— START OF SOURCE DATA —

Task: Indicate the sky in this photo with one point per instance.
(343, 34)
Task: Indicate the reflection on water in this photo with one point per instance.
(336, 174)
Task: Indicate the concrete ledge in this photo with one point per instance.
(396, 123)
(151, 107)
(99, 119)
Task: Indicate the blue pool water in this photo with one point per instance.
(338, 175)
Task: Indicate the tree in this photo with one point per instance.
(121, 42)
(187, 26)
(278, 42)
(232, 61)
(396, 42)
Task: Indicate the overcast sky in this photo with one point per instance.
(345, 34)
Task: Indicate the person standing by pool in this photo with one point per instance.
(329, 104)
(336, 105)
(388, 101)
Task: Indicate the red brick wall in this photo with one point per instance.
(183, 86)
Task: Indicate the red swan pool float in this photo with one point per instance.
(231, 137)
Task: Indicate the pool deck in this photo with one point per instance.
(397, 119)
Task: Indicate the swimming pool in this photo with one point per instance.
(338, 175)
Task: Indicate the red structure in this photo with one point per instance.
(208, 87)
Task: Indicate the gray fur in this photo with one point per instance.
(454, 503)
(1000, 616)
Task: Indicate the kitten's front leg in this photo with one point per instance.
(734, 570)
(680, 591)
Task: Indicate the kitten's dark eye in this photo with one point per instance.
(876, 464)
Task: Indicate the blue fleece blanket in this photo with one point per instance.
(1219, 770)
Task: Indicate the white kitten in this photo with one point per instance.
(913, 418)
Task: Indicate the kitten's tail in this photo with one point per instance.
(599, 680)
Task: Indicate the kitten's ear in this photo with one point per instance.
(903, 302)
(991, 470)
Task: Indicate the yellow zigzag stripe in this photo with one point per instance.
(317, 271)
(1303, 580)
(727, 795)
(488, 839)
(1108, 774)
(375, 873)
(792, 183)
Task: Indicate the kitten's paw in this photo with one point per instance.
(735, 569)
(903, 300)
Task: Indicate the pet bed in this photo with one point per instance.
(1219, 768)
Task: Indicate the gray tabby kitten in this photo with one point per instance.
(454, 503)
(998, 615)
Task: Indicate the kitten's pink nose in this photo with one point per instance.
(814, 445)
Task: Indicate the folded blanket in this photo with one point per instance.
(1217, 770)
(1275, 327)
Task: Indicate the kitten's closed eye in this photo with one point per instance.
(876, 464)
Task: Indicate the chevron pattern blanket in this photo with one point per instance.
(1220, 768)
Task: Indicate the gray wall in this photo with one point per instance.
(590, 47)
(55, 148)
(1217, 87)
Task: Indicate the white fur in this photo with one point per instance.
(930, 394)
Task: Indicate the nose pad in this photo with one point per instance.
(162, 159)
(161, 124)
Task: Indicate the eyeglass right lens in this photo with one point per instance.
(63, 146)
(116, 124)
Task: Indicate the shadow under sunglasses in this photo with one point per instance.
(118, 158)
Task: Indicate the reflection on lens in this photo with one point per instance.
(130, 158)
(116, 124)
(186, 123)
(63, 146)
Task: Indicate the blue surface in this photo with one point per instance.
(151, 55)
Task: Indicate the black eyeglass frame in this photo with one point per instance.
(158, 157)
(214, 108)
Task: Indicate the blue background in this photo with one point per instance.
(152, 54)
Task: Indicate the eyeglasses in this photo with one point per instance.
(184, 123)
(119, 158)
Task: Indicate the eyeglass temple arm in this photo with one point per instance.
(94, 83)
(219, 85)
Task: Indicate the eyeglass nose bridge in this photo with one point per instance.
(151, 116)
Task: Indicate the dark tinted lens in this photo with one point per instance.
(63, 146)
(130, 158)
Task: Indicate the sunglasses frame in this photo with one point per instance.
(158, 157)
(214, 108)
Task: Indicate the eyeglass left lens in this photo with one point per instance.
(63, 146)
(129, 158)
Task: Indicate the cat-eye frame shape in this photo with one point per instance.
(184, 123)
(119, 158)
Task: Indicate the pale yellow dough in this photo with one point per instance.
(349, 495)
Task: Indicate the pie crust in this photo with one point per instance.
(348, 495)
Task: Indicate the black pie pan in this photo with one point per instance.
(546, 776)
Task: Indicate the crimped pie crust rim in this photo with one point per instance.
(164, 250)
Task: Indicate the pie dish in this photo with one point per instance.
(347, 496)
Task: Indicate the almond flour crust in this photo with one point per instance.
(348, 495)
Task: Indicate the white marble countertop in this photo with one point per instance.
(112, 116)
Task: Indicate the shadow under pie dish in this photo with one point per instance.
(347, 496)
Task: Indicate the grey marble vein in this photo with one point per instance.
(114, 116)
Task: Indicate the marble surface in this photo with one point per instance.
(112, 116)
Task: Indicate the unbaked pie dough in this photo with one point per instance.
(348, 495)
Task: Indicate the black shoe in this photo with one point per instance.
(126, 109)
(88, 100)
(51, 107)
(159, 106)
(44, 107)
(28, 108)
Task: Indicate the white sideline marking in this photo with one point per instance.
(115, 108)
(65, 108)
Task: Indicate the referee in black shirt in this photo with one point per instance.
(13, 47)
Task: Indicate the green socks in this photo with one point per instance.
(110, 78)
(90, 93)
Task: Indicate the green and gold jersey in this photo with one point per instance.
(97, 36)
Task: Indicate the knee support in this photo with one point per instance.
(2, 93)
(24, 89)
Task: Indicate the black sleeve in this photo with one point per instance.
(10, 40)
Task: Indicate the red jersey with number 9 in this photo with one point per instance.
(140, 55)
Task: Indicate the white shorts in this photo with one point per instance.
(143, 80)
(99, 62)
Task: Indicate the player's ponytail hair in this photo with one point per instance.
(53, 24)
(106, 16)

— END OF SOURCE DATA —

§ GIVEN TASK: Rewrite the records from the line containing "Task: Indicate the white kitten" up to and including the line containing "(1219, 768)". Keep every Task line as it is, and shift each coordinate in the answer points by adding -94 to it.

§ TASK RESULT:
Task: Indicate the white kitten in this photo with one point per instance.
(819, 324)
Task: Indicate the kitten's tail in this photo with one point per instance.
(505, 586)
Task: Indicate the kitten's ear in this photo with one point per instance.
(809, 208)
(897, 376)
Task: Indicate the yellow zigzag stripe in this photo with one point per instance.
(223, 177)
(1209, 486)
(633, 701)
(394, 745)
(1014, 680)
(281, 779)
(698, 89)
Task: Indicate the kitten's paw in this photo with one point per instance.
(641, 475)
(809, 206)
Task: Indicate the pet bed in this photo with one point per instance.
(1125, 674)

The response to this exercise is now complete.